Brief
Copy every line of the material below word for word, changing nothing.

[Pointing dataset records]
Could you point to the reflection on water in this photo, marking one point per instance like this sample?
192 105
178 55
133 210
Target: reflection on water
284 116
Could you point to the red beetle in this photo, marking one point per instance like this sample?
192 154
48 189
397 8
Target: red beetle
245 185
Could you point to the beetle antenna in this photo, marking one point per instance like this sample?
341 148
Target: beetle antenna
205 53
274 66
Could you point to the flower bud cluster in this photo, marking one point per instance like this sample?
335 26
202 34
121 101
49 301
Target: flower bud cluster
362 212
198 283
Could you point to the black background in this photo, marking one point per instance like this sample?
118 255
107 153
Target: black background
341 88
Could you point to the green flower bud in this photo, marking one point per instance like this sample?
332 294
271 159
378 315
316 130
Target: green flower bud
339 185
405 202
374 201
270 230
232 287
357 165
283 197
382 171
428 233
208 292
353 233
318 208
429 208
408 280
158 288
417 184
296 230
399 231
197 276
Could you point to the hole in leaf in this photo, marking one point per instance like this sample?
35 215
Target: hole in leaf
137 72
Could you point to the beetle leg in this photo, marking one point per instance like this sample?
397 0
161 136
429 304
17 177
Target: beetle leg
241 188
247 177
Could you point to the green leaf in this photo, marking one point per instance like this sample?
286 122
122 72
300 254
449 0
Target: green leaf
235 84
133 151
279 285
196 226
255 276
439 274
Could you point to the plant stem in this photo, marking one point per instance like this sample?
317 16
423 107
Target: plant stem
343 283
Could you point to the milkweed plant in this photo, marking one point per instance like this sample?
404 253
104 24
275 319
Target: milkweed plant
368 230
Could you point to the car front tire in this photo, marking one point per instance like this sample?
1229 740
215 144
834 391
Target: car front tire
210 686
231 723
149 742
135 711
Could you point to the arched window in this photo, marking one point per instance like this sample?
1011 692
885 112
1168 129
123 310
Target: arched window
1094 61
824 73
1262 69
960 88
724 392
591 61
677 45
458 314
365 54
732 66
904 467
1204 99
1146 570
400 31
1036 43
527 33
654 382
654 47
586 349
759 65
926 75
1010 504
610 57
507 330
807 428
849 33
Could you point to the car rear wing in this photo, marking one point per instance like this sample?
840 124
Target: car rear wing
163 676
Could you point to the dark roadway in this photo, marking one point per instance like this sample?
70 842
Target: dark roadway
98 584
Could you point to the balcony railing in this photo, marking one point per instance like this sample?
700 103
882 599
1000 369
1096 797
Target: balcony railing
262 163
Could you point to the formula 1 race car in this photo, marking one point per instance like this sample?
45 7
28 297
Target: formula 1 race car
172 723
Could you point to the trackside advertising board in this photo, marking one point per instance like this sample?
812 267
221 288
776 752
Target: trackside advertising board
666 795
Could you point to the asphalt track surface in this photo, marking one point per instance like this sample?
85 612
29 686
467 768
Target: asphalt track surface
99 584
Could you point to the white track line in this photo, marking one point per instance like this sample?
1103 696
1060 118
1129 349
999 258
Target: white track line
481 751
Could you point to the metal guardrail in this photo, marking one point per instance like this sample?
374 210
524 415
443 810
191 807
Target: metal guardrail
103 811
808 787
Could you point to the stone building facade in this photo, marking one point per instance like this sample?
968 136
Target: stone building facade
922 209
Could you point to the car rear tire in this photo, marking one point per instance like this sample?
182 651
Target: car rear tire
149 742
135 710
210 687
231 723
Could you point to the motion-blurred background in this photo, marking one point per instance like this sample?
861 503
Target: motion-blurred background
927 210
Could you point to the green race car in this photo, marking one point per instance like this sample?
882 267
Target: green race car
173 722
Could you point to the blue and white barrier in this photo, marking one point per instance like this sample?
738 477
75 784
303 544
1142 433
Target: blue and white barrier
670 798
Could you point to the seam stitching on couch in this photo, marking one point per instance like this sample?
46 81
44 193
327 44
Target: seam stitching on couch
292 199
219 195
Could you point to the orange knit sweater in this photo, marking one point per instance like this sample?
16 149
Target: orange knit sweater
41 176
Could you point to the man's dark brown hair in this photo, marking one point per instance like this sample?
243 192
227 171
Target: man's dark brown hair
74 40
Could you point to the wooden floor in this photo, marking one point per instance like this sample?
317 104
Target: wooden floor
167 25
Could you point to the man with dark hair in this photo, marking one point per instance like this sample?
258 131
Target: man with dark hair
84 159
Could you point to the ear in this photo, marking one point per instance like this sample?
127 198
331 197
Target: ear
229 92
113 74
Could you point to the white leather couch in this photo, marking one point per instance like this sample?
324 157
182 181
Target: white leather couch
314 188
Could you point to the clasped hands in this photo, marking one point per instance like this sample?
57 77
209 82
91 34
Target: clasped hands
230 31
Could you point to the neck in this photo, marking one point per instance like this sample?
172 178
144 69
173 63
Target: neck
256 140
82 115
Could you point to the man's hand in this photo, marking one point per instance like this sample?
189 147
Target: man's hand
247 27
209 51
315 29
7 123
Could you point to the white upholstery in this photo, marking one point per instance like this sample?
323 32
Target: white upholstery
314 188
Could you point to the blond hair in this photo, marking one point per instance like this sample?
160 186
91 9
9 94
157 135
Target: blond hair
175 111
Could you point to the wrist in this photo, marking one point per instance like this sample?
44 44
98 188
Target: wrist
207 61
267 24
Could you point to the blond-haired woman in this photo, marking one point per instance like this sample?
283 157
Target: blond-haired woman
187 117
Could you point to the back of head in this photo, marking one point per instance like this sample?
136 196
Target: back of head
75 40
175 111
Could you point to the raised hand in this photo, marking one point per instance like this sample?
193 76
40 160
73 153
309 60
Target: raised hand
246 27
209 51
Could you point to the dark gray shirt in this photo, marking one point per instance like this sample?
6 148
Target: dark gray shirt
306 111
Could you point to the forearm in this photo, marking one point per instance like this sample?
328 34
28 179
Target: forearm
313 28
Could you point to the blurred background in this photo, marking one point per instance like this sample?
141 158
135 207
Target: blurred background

Output of the exercise
Could you point to the reflection on water in this photo, marking one point per instance like this sample?
192 105
178 55
133 210
Target: reflection on water
284 116
Could you point to the red beetle in this photo, marking one point per instance like this sample?
192 154
48 189
397 8
Target: red beetle
245 185
Could you point to the beetle antenna in this photo, marking one point per instance like this sample?
341 148
Target: beetle antenna
205 53
274 66
Could you point to the flower bud cluster in this photo, marking one point per instance like this sample?
335 26
202 34
121 101
49 301
Target: flower bud cluster
362 212
198 283
Could you point to the black background in this photo, marking one point per instance like this sample?
118 255
107 153
Target: black background
341 88
Could you point to the green flower bud in this photo, marking one point per instance like this sample?
332 294
271 159
378 315
316 130
Target: green flower bud
339 185
405 202
374 201
270 230
232 287
357 165
283 197
382 171
428 233
208 292
353 233
318 208
429 208
408 280
158 288
417 184
296 230
399 231
197 276
Could you point to the hole in leaf in this photo, marking one point per instance like this sample?
35 215
Target: hole in leaf
137 72
Could you point to the beetle leg in this photo, marking one point per instance like this sample?
397 0
161 136
429 304
17 177
Target: beetle leg
241 188
247 177
Could you point to the green leaf in this photo, marking one point per instance like this sample?
286 122
122 72
300 254
449 0
Target: green leaf
235 84
133 151
279 285
196 226
255 276
439 274
Could you point to the plant stem in this photo, marking one point per instance like this sample?
317 16
423 107
Target: plant stem
343 283
Could you point to the milkweed plant in this photo, marking one point per instance like this sample?
404 253
104 24
275 319
Target: milkweed plant
368 230
Could you point to the car front tire in this photo, marking one point per instance like this sample?
1229 740
215 144
834 391
Target: car front tire
210 686
231 723
149 742
135 711
Could you point to the arched window in this photo, marking one point per instance like this sample?
1011 692
885 112
1168 129
123 310
Target: arched window
1094 61
824 73
1262 69
960 88
724 392
591 61
677 45
458 314
365 54
732 66
904 467
1204 99
1146 570
400 31
1036 43
527 33
654 382
654 47
586 349
759 65
926 75
1010 504
610 57
507 330
807 428
849 33
Could you point to the car rear wing in this photo, marking one point per instance like this sample?
840 124
Target: car rear wing
163 676
Could you point to the dark roadway in this photo, marking one point per instance like this sample?
70 842
Target: dark roadway
98 584
Could you point to the balcony railing in this photo, marking one point per instance like this sample?
700 103
882 599
1000 369
1096 797
Target: balcony railing
262 163
Could you point to the formula 1 race car in this photo, marking one point per instance like this sample?
45 7
28 297
Target: formula 1 race car
172 723
Could you point to the trackside advertising board in this photo, marking one point per instance like this sample?
812 267
221 288
776 752
Target: trackside advertising board
666 795
Could you point to the asphalt track surface in this photo, marking one point per instance like this sample?
85 612
29 686
467 768
Target: asphalt track surface
99 584
Could you point to the white track line in this photo, marking one point per instance like this sample?
1103 696
1060 118
1129 349
999 258
Target: white track line
481 751
Could you point to the metal guardrail in this photo, marking one point per instance like this sample?
374 210
524 415
443 810
191 807
Target: metal guardrail
103 811
808 787
Could you point to the stone building facade in this photo, marking one point per instance like this sample?
968 136
Target: stone building facade
922 209
Could you point to the car rear tire in this photo, marking one point per instance like this sample?
182 651
Target: car rear tire
149 742
135 710
210 687
231 723
Could you point to the motion-blurred background in this photo, marking one point per instance like this sample?
861 503
Target: motion-blurred background
927 210
Could you point to the green race car in this photo, marking one point per instance like this sample?
882 267
Target: green race car
173 722
Could you point to the blue and white barrier in this photo, marking one point per instance like this sample?
738 477
75 784
303 544
1142 433
Target: blue and white barrier
670 798
Could you point to the seam stitching on couch in this photo, marking one point per instance like this sample?
46 81
44 193
327 44
Target: seam stitching on couch
292 199
219 195
Could you point to the orange knit sweater in this photo, marking one point per instance like this sample?
16 149
Target: orange knit sweater
41 176
Could you point to the man's dark brown hair in this photo, marking one point per instance like this sample?
243 192
227 171
Target: man's dark brown hair
74 40
Could you point to the wooden floor in this photo, marking one point per instance like this sample?
317 104
Target: wooden floor
167 25
Could you point to the man with dark hair in this photo, marking one point per instance like this sample?
258 131
Target: man with dark hair
84 159
Could you point to the ear in this photo, marking one point per instance like this sample?
127 198
331 197
Target: ear
229 92
113 74
Could you point to the white leather couch in this photo, marking one point per instance like this sample?
324 157
182 181
Target: white leather couch
314 188
Could you point to the clasped hands in this photo, marking one point per instance like this sample?
57 77
209 82
91 34
Target: clasped hands
230 31
Could you point to the neck in this photo, marking one point per instance like this sample?
172 178
144 69
173 63
Target: neck
256 140
82 115
Could you point to the man's hand in this photo, marking one point per instance like this sample?
189 147
Target: man's hand
247 27
209 51
315 29
7 123
Could you point to the white upholstery in this photo, marking one point per instance like this sample?
323 32
Target: white upholstery
314 188
Could you point to the blond hair in this photo, marking one point per instance like this sample?
160 186
91 9
9 94
157 135
Target: blond hair
175 111
Could you point to the wrist in this photo, marking one point per instance like this sample?
44 44
98 188
Target: wrist
207 61
267 24
Could you point to the blond-haired woman in this photo, marking one point per instance like this sample?
283 157
Target: blond-haired woman
187 117
Could you point to the back of head in this photo, marking one point per instance like this sample?
136 196
Target: back of head
75 40
175 111
Could you point to the raised hand in this photo, marking one point per instance like this sample?
193 76
40 160
73 153
309 60
Target: raised hand
246 27
209 51
Could you point to the dark gray shirt in this photo, marking one point per instance like this sample?
6 148
Target: dark gray shirt
306 111
Could you point to the forearm in this photo, marking one point per instance like this sample?
328 34
28 179
Target: forearm
313 28
Could you point to the blurred background in this photo, marking one point per instance like this sample?
141 158
135 207
Target: blurred background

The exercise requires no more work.